---- Available data

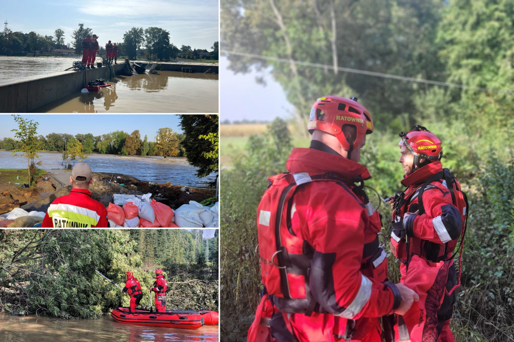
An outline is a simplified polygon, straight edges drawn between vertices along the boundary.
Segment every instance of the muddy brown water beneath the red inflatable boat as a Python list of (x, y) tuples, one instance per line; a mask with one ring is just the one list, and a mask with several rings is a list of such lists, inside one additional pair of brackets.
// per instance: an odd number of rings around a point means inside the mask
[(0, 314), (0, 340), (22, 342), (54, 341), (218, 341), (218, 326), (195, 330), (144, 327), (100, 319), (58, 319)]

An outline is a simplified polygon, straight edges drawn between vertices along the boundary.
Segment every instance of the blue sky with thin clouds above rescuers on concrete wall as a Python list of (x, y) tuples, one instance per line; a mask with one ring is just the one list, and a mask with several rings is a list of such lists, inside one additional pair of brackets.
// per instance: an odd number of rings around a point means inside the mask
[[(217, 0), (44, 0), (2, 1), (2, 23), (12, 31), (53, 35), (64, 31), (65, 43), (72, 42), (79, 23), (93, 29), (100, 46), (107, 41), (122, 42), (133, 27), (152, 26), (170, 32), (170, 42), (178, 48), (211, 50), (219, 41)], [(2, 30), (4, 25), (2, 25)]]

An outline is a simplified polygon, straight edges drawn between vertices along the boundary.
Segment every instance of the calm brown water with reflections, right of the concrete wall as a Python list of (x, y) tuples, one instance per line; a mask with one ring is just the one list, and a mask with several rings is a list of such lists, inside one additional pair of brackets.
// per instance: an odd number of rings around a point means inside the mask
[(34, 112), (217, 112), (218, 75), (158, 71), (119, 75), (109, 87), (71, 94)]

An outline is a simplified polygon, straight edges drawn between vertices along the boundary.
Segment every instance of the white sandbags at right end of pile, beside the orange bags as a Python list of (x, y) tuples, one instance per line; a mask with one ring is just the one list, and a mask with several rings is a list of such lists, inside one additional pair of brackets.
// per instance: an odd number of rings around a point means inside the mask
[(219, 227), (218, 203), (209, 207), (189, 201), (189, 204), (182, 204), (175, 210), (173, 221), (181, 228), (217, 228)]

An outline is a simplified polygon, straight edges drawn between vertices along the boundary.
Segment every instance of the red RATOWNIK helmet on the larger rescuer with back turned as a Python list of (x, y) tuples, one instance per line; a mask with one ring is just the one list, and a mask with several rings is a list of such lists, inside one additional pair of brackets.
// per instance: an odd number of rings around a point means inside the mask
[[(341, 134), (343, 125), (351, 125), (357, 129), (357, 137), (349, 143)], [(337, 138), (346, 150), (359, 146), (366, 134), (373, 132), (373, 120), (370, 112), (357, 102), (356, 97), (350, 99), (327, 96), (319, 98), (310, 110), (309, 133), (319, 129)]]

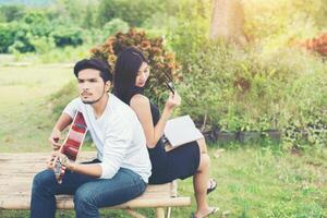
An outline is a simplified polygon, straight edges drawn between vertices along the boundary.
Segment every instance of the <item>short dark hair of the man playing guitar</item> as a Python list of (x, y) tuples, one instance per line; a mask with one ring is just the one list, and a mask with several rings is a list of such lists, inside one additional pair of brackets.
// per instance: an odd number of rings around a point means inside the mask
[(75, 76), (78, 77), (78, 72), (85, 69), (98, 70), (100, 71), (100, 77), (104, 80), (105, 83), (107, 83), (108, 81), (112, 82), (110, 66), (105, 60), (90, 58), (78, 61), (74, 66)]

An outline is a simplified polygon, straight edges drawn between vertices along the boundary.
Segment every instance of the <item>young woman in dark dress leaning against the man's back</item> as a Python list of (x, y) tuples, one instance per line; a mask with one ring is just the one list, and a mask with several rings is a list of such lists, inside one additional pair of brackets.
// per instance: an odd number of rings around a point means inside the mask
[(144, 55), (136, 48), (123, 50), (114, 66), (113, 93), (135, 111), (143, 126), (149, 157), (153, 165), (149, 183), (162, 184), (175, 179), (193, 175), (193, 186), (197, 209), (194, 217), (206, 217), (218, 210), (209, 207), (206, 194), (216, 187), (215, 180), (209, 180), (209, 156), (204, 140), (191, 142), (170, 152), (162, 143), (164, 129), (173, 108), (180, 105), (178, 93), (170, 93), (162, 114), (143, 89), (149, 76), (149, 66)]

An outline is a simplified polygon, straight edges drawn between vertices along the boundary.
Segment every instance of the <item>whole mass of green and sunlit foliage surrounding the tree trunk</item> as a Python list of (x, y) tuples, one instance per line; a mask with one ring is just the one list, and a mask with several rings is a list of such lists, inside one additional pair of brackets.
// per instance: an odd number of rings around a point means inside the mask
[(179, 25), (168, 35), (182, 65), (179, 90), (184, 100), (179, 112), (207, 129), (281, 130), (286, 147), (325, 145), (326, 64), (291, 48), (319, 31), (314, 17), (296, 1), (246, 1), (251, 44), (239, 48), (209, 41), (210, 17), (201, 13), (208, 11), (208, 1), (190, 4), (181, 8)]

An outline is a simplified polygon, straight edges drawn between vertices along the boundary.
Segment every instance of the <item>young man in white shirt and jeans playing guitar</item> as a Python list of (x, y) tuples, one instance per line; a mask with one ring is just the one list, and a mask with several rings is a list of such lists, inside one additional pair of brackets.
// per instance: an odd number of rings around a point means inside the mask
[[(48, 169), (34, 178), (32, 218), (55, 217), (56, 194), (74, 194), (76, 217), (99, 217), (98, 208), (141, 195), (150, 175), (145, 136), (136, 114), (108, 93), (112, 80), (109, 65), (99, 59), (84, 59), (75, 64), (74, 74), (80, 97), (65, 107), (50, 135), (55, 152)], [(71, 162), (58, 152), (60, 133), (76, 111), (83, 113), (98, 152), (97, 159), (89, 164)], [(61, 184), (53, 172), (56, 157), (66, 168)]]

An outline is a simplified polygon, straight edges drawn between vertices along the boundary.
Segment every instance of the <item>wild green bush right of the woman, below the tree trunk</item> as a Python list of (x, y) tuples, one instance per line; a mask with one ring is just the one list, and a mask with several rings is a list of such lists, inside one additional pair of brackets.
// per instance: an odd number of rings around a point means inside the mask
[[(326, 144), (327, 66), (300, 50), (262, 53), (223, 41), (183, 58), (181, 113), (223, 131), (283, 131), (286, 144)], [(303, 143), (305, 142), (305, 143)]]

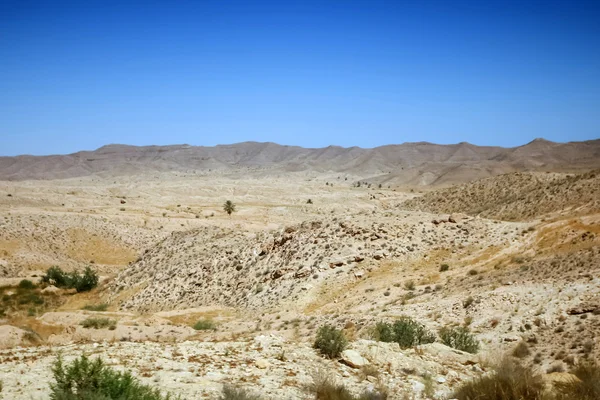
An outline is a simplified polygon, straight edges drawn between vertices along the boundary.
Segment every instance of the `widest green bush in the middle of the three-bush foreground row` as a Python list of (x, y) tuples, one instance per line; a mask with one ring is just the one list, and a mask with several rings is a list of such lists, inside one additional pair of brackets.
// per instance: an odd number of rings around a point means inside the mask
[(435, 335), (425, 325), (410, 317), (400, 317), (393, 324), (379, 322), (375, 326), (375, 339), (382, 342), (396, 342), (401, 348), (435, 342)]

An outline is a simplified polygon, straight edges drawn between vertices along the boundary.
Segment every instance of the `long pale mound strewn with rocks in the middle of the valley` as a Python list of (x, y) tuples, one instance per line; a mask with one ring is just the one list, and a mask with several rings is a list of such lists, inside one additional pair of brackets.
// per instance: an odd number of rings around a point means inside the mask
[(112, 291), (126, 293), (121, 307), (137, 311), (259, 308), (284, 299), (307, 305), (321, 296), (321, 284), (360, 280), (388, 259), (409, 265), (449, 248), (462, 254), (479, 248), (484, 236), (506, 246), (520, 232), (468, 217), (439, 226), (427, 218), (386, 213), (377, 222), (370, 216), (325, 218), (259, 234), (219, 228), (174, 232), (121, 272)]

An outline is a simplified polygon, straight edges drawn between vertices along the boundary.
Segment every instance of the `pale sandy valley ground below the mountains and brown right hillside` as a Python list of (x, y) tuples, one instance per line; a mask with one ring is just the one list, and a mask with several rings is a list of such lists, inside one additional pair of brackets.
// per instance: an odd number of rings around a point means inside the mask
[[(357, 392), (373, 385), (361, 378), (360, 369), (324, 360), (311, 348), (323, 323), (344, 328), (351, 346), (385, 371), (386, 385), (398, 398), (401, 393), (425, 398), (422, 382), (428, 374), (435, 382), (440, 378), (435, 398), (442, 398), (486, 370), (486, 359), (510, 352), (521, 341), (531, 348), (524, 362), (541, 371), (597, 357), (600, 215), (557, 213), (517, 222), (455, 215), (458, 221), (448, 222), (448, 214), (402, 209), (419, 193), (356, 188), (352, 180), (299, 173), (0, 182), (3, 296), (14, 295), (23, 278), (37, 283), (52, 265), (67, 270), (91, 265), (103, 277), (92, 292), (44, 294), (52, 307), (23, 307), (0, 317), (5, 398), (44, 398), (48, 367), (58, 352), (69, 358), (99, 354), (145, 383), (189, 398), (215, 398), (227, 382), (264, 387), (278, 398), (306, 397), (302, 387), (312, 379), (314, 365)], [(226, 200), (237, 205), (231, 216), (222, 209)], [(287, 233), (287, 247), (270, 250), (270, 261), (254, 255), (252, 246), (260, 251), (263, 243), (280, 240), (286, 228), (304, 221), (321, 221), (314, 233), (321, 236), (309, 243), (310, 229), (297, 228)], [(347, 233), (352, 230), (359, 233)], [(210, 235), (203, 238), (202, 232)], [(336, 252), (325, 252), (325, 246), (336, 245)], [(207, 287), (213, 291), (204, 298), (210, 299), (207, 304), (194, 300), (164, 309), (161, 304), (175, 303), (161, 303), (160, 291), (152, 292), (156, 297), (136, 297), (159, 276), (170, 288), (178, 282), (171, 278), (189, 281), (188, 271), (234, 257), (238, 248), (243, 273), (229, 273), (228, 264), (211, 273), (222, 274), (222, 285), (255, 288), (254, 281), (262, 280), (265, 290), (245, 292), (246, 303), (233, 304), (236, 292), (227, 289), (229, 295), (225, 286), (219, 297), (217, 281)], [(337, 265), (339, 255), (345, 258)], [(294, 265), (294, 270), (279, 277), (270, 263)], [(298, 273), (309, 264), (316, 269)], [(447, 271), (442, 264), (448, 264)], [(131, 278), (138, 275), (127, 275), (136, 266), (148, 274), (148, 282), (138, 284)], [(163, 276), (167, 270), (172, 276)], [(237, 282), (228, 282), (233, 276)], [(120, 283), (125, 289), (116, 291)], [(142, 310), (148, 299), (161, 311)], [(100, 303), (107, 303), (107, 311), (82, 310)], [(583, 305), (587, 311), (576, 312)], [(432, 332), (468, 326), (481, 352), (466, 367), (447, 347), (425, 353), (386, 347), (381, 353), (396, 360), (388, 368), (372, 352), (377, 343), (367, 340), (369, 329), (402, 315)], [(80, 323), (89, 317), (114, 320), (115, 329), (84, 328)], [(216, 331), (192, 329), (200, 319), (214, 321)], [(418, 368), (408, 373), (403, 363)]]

--------

What to do: The lines sought are those in the data above that include the string "young"; copy each one.

Final answer:
Segment every instance of the <item>young woman in dark dress leaning against the man's back</item> as a Python list of (x, y) tuples, one instance per line; a mask with one ring is just the one list, and a mask with several rings is a list of such lists, inside one additional pair of brackets.
Segment every instance of the <item>young man in white shirt and jeans playing guitar</item> as a Python list of (x, y) tuples, one instance per line; a mask with one ring is just the one list, and a mask with several rings is a list of such lists, inside one additional pair of brackets.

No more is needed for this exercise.